Stored rows start

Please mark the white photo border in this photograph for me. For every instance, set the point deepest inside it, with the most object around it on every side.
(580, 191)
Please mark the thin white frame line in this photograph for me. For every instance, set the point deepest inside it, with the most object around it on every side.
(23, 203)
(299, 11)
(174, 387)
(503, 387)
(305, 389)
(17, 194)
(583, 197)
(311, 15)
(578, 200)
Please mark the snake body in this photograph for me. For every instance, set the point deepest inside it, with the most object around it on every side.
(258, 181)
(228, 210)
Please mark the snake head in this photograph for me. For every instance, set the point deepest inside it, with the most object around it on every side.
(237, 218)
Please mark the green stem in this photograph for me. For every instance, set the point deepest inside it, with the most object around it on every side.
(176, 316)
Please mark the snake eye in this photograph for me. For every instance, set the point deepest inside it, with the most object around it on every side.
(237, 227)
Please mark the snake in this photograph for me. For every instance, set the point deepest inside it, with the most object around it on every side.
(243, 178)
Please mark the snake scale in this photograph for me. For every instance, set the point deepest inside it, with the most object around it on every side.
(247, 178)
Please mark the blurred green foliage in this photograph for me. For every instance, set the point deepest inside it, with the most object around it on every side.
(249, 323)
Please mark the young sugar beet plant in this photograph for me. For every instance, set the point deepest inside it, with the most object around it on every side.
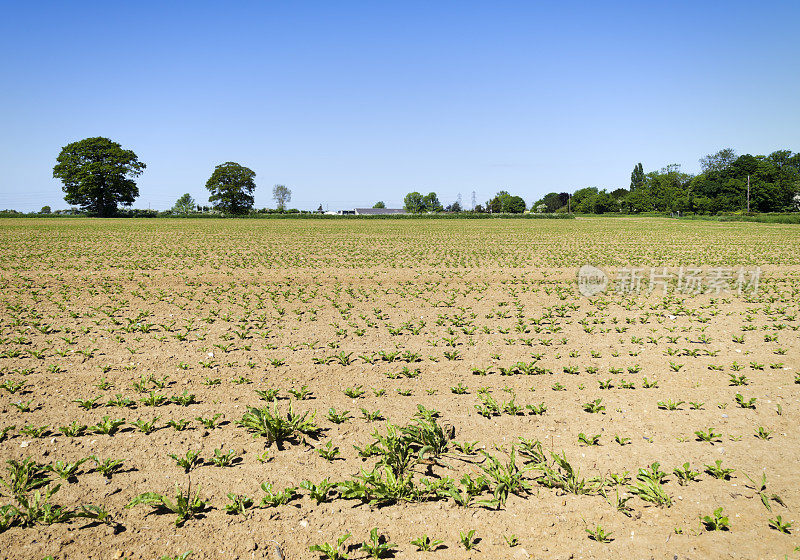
(185, 506)
(279, 428)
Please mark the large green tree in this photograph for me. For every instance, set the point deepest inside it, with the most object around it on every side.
(431, 202)
(506, 203)
(282, 195)
(637, 176)
(231, 186)
(184, 204)
(413, 203)
(98, 175)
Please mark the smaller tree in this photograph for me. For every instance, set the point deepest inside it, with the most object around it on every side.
(282, 196)
(184, 204)
(231, 186)
(637, 176)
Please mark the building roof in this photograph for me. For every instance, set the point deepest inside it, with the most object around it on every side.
(378, 211)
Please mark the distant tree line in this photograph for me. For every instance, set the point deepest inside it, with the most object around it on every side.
(98, 177)
(721, 187)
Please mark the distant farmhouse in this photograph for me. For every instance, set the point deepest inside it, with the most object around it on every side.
(364, 211)
(378, 211)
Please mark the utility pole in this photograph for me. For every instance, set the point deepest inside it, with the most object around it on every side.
(748, 193)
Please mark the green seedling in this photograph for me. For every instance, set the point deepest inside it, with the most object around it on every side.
(716, 522)
(468, 540)
(332, 552)
(146, 427)
(185, 506)
(188, 461)
(221, 459)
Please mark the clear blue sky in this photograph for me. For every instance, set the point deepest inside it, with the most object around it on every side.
(347, 103)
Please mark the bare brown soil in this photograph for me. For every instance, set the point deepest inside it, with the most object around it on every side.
(186, 306)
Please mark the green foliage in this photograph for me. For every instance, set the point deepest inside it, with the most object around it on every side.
(716, 521)
(184, 506)
(278, 428)
(184, 205)
(378, 546)
(231, 186)
(98, 175)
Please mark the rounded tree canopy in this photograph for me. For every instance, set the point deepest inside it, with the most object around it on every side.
(98, 175)
(231, 186)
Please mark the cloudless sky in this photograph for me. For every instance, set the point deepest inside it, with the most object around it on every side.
(348, 103)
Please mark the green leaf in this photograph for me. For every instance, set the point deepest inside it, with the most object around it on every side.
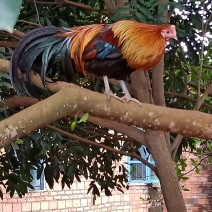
(84, 118)
(197, 170)
(178, 5)
(73, 125)
(181, 33)
(140, 17)
(19, 141)
(186, 189)
(184, 178)
(10, 10)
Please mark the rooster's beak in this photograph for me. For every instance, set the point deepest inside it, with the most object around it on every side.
(175, 38)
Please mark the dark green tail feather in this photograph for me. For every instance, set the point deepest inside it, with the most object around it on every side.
(40, 50)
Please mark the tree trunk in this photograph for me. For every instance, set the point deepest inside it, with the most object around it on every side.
(159, 149)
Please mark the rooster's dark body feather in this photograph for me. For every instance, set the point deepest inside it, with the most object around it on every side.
(109, 51)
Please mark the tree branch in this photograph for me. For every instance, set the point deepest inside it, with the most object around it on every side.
(100, 145)
(72, 3)
(72, 100)
(183, 96)
(9, 44)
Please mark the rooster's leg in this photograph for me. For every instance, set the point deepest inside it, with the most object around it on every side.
(127, 95)
(107, 89)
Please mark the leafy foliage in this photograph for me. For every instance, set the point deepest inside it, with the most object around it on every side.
(62, 156)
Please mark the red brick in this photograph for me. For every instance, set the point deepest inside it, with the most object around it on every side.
(7, 208)
(35, 206)
(26, 206)
(17, 207)
(53, 204)
(44, 205)
(61, 204)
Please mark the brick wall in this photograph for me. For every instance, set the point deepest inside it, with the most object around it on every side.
(199, 198)
(77, 199)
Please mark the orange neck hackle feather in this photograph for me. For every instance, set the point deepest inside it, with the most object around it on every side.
(142, 45)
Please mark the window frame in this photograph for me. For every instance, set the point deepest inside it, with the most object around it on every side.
(148, 172)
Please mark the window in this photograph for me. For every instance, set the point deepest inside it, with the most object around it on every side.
(38, 184)
(140, 173)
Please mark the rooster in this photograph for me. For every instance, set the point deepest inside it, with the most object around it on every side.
(104, 50)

Stored rows end

**What the task asks**
Scale everything from the line containing "Please mark the window frame" down to the end of the listing, both ends included. Repeat the requests unchanged, multiply every coordinate in the answers by 2.3, and round each result to a whole number with halves rounded up.

**Completed exercise**
Please mark the window frame in this photograph for me. For every instance, set the point deepest inside it, with the most object around it on every side.
(340, 396)
Please mark the window in this photograph for me. For every instance, set the point deepest inside it, with the most object around it on every side.
(87, 423)
(322, 398)
Please mark the rooster in this photograph for me. For every instance, set the point deepest inside it, with the most object around it on every side.
(239, 115)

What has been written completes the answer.